Text under study:
BEGIN

To me the serious miracles of life are to be found elsewhere. When I suddenly arrive at understanding with someone that I could not connect with before, to me that is a genuine miracle.

But some followers in the BBC film really believe that Sai Baba is creating something from nothing. Believing that such a thing is possible may seem harmless folly, but in fact there is something quite worrying about it. Every belief that gets me out of sync with reality is potentially harmful to me, for it makes me less effective in dealing with the real challenges of the outside world, the trials of harsh reality that we all have to cope with.

If you believe that it is possible for a human to create stuff from nothing, then this inevitably has an effect on your beliefs about other things, serious things, too. It becomes more difficult for you, for instance, to have a proper perspective on issues of food production and distribution, water scarcity, energy conservation. If you believe that stuff can be created from nothing, then it becomes easy to believe in abundance of food and energy. Alas, abundance thinking cannot solve our food and energy problems, for food and energy production obey the laws of the physical world. To understand these laws we need science, not wishful thinking.

But the documentary has other points to make. Some devotees were filmed in secret (hence the title of the film) and one of them, Dr Michael Goldstein (a medical doctor), who thinks he is in private, can be seen to make a lightning fast transition from a seeming state of spiritual tranquility to a very real one of fuming raging fury when the interviewers confront him, quietly but insistently, with incriminating material about his swami, mostly accusations by former devotees. Some of the accusations are grave and alarming. In 1993 there was a murder case at the ashram. Intruders into the ashram, armed with only knives, were killed with firearms by police officers. But there was never a court case. Former disciples accuse Sai Baba of having abused them when they were children. Again, this never made it to a court of justice. Serious stuff.

If you are into Sai Baba and you watch this documentary, and you have enough intelligence to see that the film poses serious questions, then this encounter must create cognitive dissonance, shock. So at some point I entered into a serious conversation with my yoga teacher. I told her that I had watched the documentary, and that as a result I felt very uneasy about the inclusion of the secret swami in the guru gallery of the school. To my surprise she had watched the film, too. “And what did you experience?” “First it shocked me, but then I took counsel with my spiritual master, and he told me that I could let it go. So I did.”

END

Provided material:
BEGIN

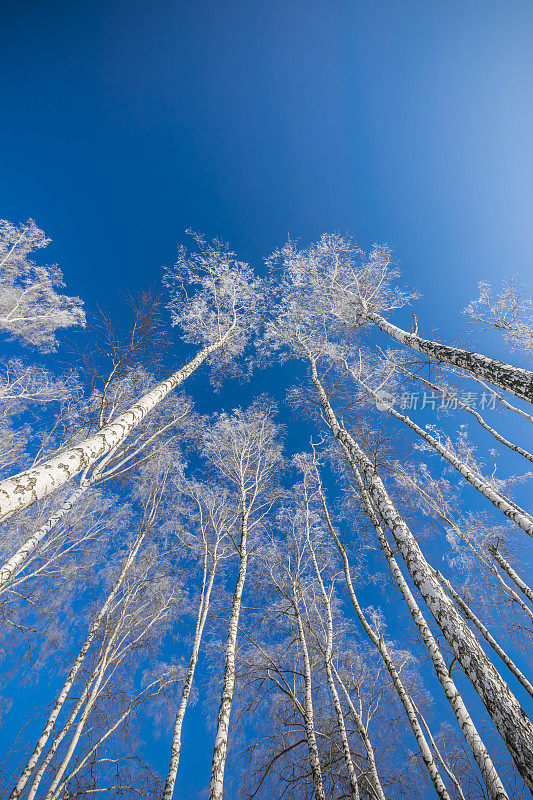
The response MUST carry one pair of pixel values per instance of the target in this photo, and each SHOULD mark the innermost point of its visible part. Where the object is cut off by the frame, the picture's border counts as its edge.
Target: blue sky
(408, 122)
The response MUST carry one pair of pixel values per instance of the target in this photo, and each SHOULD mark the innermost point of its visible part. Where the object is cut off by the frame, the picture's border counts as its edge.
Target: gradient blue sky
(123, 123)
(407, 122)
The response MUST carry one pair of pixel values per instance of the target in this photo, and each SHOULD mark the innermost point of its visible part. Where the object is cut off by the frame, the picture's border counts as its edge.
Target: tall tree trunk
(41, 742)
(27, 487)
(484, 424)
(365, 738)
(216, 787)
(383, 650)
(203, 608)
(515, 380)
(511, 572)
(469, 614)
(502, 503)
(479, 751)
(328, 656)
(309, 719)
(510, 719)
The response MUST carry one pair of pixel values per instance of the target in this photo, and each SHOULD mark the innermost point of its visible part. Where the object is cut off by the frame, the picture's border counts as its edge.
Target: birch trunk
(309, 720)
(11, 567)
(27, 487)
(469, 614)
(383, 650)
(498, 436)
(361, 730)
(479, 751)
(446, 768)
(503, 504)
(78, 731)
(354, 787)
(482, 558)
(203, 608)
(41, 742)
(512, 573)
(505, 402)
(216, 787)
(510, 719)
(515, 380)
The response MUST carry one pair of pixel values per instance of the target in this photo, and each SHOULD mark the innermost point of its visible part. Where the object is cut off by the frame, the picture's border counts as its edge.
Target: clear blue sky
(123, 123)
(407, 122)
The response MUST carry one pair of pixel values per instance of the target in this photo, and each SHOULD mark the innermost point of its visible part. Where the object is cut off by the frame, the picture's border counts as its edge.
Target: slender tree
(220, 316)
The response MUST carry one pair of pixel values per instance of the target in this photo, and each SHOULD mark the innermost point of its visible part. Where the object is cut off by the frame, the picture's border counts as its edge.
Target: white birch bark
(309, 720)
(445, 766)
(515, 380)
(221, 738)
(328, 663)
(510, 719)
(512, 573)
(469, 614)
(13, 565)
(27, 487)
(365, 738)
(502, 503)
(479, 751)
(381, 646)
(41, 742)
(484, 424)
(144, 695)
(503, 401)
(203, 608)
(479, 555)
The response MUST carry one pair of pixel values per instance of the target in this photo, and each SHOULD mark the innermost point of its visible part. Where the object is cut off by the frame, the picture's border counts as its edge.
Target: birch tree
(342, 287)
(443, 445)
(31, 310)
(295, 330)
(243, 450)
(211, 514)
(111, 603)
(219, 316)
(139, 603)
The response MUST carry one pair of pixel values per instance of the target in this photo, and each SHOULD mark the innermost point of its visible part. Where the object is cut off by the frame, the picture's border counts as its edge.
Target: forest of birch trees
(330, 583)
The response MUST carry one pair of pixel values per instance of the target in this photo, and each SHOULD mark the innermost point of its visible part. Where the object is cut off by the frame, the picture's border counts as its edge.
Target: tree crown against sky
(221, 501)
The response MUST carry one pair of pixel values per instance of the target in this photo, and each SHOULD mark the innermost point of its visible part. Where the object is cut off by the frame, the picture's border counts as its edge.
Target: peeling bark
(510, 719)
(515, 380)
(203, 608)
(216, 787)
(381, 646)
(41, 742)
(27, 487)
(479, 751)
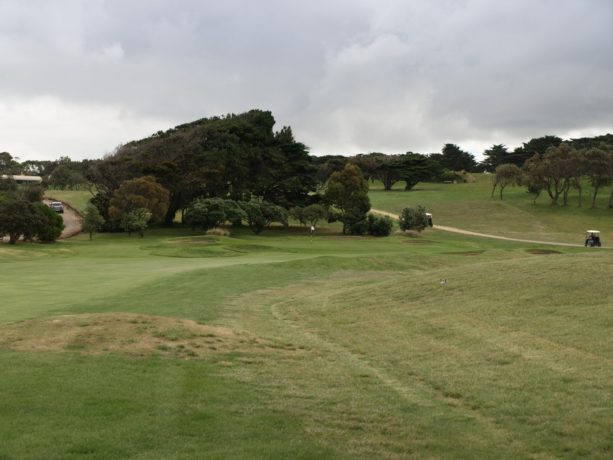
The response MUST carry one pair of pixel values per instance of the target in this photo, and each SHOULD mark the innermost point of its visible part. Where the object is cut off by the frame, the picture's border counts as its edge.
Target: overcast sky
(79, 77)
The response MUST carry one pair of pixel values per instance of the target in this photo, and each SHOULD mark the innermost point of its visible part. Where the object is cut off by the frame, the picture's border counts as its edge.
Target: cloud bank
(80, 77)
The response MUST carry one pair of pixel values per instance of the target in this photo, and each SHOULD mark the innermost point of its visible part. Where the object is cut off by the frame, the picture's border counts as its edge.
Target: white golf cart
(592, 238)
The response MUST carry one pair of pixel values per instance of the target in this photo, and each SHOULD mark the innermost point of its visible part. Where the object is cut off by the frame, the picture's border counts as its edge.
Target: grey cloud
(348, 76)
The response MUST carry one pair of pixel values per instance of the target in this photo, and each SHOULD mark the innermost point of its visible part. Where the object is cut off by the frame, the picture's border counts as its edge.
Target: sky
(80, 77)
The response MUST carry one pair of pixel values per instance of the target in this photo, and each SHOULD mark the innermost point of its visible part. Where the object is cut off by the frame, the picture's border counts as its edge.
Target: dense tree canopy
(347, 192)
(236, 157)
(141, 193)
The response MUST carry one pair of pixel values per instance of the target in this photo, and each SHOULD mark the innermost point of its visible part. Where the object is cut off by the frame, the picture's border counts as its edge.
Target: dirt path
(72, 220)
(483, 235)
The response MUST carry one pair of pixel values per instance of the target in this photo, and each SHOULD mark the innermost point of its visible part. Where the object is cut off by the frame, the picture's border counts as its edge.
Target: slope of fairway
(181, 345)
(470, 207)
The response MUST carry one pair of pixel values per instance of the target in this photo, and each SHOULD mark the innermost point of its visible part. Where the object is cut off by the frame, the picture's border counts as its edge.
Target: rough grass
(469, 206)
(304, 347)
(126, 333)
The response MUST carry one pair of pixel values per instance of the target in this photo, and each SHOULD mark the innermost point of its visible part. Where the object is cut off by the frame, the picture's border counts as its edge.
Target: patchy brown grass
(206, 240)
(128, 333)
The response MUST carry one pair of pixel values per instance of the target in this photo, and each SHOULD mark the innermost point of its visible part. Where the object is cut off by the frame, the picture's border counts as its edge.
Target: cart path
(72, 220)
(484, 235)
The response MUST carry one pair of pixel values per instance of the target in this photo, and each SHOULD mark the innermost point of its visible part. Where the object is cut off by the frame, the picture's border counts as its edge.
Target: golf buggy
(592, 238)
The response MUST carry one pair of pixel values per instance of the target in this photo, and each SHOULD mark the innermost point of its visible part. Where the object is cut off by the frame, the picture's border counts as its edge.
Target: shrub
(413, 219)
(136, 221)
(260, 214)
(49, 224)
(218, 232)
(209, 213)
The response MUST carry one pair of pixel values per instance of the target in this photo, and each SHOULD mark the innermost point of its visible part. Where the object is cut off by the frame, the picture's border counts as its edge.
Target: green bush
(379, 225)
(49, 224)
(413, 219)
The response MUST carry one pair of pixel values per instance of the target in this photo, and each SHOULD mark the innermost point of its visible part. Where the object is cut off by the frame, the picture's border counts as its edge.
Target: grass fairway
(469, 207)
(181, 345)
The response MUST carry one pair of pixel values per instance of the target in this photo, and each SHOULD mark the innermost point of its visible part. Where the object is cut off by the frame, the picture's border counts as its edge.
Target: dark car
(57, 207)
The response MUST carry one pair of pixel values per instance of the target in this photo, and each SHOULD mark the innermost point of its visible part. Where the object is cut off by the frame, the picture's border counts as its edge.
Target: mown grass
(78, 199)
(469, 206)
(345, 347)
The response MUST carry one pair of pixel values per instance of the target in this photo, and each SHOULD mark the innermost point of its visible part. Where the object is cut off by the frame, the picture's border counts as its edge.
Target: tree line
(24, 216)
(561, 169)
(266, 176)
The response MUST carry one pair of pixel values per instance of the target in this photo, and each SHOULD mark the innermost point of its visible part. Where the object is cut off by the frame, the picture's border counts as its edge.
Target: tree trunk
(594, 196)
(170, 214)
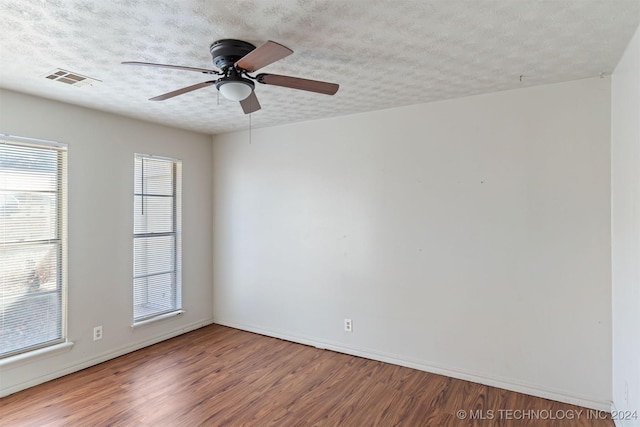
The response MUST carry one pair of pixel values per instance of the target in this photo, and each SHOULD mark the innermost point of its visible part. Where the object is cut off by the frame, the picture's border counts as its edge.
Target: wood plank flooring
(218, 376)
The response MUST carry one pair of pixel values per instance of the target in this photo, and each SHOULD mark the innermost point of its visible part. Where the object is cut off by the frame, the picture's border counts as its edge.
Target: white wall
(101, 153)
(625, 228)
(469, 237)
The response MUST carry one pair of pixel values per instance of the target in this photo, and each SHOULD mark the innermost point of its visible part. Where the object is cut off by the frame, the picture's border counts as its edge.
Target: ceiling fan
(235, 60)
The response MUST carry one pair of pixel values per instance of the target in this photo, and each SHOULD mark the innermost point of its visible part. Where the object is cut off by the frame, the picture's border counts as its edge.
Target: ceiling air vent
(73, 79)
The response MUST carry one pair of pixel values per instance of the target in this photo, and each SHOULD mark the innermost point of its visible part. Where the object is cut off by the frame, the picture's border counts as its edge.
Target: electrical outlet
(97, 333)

END
BEGIN

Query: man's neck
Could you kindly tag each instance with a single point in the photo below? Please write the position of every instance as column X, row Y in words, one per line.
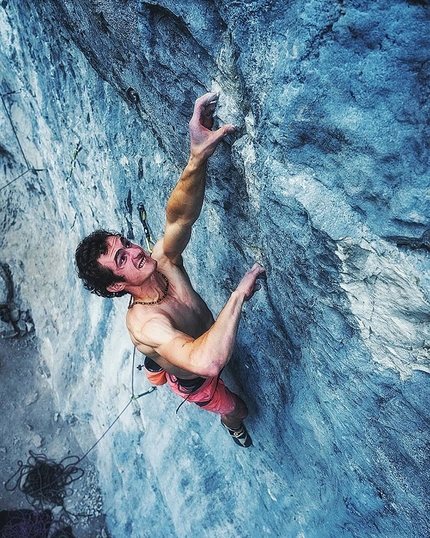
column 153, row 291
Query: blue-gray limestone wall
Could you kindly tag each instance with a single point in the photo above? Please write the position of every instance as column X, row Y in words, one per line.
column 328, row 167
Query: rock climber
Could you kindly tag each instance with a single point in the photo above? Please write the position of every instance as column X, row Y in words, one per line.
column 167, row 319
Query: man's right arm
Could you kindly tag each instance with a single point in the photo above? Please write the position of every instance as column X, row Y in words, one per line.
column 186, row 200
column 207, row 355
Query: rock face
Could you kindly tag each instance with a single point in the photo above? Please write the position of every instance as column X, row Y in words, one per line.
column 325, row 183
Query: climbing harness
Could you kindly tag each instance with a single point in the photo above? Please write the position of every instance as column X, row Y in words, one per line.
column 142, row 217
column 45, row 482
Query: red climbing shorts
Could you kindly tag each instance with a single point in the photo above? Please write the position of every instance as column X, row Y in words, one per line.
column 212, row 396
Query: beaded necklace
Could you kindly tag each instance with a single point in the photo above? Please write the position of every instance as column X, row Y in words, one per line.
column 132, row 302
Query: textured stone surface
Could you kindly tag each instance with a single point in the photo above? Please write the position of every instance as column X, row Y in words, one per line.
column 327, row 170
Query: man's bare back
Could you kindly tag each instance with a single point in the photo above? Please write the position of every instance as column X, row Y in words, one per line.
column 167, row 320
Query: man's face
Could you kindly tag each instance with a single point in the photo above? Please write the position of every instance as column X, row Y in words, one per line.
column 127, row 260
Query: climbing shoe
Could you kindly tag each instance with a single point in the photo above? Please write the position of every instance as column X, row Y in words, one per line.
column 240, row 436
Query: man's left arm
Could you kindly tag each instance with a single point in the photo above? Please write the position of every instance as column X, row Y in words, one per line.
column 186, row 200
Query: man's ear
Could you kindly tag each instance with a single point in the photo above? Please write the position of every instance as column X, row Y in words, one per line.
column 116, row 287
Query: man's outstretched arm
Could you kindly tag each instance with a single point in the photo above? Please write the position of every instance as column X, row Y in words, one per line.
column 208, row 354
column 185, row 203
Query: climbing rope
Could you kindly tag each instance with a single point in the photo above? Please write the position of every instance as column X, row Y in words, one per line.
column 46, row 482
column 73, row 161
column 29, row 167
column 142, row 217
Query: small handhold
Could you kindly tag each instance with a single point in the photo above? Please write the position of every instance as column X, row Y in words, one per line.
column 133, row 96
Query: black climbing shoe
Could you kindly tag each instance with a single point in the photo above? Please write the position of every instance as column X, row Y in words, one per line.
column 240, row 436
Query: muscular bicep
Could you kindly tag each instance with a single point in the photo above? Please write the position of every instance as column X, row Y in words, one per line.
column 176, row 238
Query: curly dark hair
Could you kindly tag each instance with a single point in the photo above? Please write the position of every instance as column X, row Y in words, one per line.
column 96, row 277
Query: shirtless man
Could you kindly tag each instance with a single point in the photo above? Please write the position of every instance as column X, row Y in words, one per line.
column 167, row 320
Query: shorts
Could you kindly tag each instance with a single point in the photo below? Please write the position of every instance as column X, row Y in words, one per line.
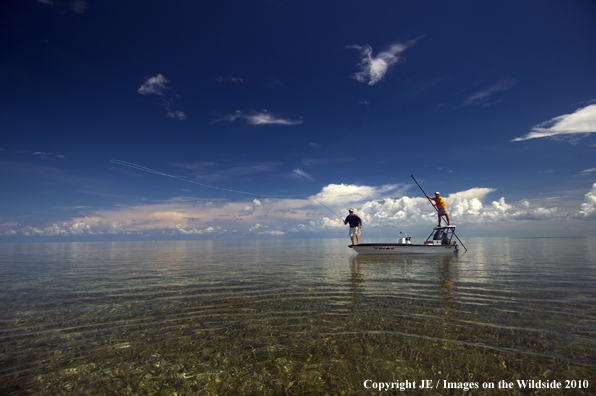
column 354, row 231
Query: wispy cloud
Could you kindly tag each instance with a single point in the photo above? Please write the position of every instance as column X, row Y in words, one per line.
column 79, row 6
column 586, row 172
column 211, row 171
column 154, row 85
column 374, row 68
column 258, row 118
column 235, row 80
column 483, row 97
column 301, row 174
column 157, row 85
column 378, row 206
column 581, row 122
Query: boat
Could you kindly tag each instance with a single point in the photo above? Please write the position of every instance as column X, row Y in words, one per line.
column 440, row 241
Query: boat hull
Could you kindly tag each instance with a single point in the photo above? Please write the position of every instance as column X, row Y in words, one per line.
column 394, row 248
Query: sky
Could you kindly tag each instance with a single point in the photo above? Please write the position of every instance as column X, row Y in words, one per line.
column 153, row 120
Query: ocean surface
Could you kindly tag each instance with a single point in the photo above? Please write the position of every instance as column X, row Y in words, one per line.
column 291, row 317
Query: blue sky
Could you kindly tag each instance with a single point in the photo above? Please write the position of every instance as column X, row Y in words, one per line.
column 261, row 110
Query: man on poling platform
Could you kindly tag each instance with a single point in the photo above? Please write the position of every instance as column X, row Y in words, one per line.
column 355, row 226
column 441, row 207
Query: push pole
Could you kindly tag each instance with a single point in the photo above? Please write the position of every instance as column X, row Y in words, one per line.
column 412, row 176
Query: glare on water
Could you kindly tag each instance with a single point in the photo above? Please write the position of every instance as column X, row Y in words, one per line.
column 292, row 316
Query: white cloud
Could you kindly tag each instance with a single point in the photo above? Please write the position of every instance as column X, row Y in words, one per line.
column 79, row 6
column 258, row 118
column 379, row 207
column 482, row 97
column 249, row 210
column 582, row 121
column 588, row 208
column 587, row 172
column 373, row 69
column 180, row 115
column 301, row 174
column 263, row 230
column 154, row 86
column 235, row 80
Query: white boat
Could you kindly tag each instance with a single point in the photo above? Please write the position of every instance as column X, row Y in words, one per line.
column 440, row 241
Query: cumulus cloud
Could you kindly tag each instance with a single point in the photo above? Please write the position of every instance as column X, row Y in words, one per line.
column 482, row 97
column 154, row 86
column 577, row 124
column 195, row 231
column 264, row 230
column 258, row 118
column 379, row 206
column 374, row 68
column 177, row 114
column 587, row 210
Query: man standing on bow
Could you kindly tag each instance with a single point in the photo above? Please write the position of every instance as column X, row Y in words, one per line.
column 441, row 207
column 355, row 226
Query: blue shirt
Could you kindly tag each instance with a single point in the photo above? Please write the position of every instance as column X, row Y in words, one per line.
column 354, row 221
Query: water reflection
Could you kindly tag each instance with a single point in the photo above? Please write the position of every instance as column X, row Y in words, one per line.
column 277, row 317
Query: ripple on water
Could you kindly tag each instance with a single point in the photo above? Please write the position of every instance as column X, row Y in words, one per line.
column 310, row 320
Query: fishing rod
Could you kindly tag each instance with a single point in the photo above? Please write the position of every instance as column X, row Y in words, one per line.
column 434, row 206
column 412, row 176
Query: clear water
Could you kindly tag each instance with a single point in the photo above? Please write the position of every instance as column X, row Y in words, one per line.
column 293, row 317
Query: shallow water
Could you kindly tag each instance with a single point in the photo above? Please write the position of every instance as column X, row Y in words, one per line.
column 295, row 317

END
BEGIN

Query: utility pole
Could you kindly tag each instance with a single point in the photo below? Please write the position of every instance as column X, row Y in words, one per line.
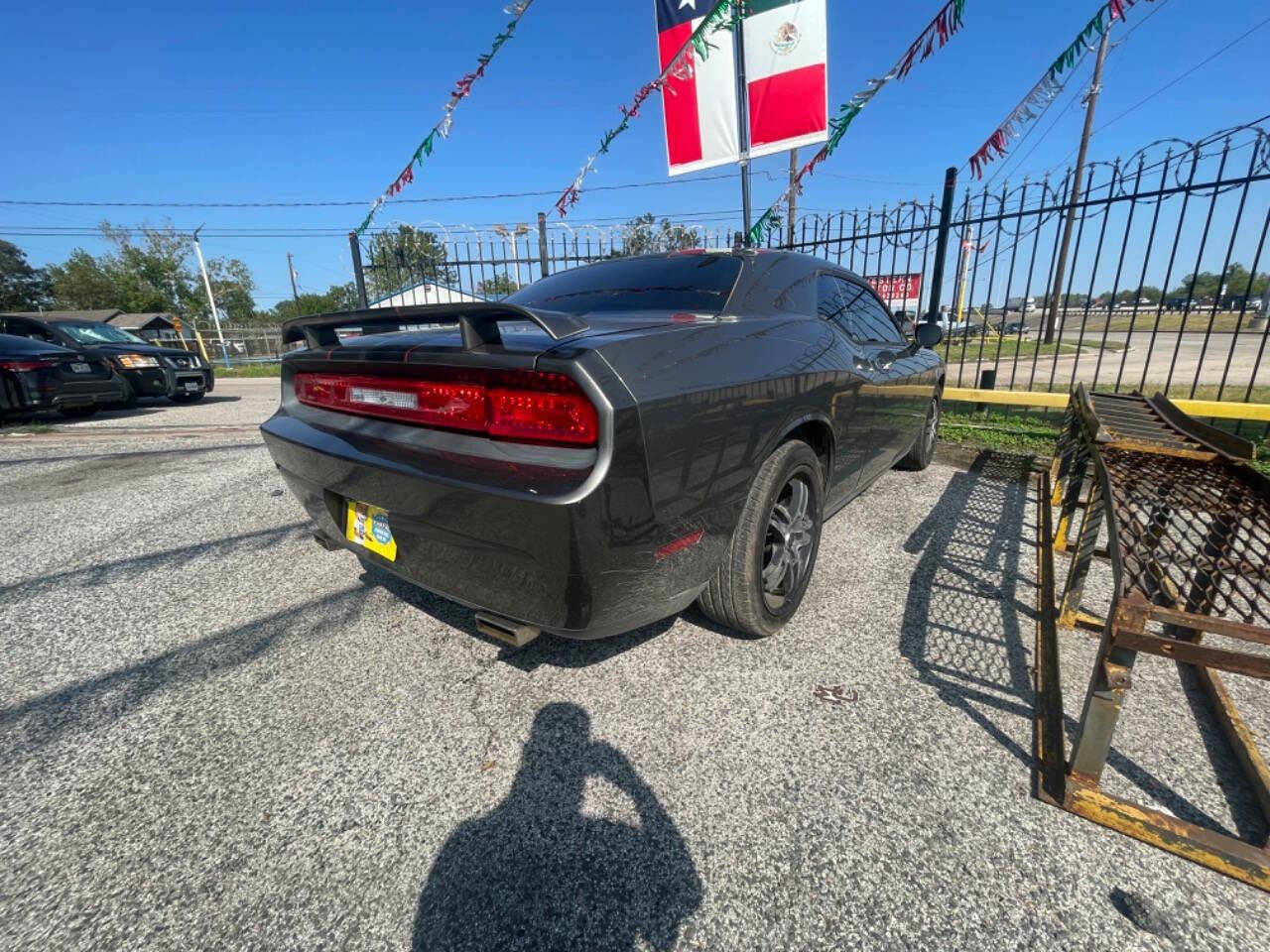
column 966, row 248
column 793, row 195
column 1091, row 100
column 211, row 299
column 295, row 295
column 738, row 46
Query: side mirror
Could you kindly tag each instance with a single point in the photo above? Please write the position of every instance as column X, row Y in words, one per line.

END

Work order 1:
According to the passage on the Sai Baba documentary, what happened at the ashram in 1993?
Work order 2:
Continue the passage on the Sai Baba documentary from the point where it stops.

Written response 1:
Intruders armed only with knives were killed with firearms by police officers, and the case never came to court.

Written response 2:
At that point it became clear that I could not stay at the yoga school. There were other things, too. A suggestion of my yoga teacher, earlier, that physical attraction to women, which she sensed in me, distracts from divine love. This sounded much like the priests that I remember from my boarding school years. They tried to practice divine love and charity, but struggled in secret with their own suppressed sexuality. So I had been there before, with no wish to visit this painful territory again.

Yoga, if it is practiced seriously, offers a way of self-liberation, it suggests a path. We can decide that this is the right track for us, but we need to keep our own wits. For we are, and always will be, responsible ourselves for finding the path that is right for us. That responsibility can never by handed over to someone else.

We are all our own masters, for life takes us to task for the decisions that we make and that are not right for us. Evading an issue by saying that a spiritual master has given us absolution, that strikes me as, well, childish. We need to grow up and behave as adults.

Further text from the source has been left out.